■ About this task ■
For this exercise, write out each entry below exactly as it reads.

Natural-language object grounding data:

□ □ □

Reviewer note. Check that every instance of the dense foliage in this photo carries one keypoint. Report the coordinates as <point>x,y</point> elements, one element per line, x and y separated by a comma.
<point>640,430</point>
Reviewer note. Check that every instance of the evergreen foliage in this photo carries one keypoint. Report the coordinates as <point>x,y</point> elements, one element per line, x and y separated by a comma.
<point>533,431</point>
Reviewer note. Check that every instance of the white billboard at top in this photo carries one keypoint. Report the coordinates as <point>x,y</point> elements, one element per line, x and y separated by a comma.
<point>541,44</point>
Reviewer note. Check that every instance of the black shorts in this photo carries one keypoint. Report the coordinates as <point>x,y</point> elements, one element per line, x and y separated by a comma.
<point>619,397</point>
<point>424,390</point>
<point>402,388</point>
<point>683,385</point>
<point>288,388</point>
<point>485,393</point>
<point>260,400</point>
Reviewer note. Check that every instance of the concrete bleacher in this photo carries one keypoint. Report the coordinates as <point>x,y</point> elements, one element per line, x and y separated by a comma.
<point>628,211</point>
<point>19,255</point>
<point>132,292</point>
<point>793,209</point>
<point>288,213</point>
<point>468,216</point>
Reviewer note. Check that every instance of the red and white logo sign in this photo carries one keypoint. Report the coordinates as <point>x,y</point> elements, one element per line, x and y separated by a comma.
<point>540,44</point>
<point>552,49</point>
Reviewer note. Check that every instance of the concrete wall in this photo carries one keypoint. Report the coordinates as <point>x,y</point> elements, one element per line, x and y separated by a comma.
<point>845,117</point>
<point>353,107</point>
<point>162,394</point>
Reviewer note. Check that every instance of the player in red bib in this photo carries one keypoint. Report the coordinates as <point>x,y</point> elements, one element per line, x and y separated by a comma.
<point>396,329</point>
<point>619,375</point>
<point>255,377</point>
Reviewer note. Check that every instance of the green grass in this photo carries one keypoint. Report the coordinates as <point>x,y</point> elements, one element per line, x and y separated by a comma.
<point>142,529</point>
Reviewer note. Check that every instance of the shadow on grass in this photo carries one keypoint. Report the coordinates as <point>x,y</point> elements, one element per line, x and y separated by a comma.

□ □ □

■ Result of this exercise ■
Reviewer note. Check that every instance of the dense foliage in this photo carries one keypoint. Report the coordinates as <point>x,y</point> elements, one element per line, x and y separated by a comma.
<point>640,430</point>
Reviewer note. Check that every instance of the evergreen foliage in this photo carries one keypoint. Report the coordinates as <point>x,y</point> elements, one element per line, x and y separated by a comma.
<point>533,431</point>
Reviewer note. Check that every instance of the white billboard at top in this photo carries one keypoint. Report the coordinates as <point>x,y</point> elements, one element per line, x and y separated by a comma.
<point>541,44</point>
Reviewer note. Check that every instance of the black shorts in this photo carries one keypoint. Report the coordinates as <point>x,y</point> elements, one element per line, x and y separated by a comma.
<point>619,397</point>
<point>424,390</point>
<point>402,388</point>
<point>683,385</point>
<point>288,388</point>
<point>485,393</point>
<point>260,400</point>
Reviewer note. Check that every instance of the concrete bleacher in this photo carries one keypoint. Report the coordinates as <point>x,y</point> elements, one element per line, x and y separated by a comma.
<point>628,211</point>
<point>19,255</point>
<point>132,292</point>
<point>793,209</point>
<point>288,213</point>
<point>468,216</point>
Reviewer note. Check that every instance of the red and white logo sign in this photo carries one keypoint. Report the coordinates as <point>x,y</point> elements, one element per line, x and y separated by a comma.
<point>540,44</point>
<point>552,49</point>
Reviewer note. Check that every instance of the concrete wall in this photo carries one keypoint. Report the coordinates as <point>x,y</point> elements, one element per line, x and y separated by a comma.
<point>845,117</point>
<point>353,107</point>
<point>162,394</point>
Reviewer note. Check that every instance of the player in red bib in this photo carries one keypoint. Report the coordinates as <point>x,y</point> elements, one element per line, x and y separated by a comma.
<point>396,329</point>
<point>619,375</point>
<point>255,377</point>
Reviewer note. Check that every instance of the green grass in this photo carries one keypoint. Report the coordinates as <point>x,y</point> elements, one element per line, x and y separated by a comma.
<point>142,529</point>
Reviewer note. Check that every instance of the shadow on grass in this photo carries one keypoint. Report the coordinates as <point>x,y</point> elements, one element per line, x and y separated by a comma.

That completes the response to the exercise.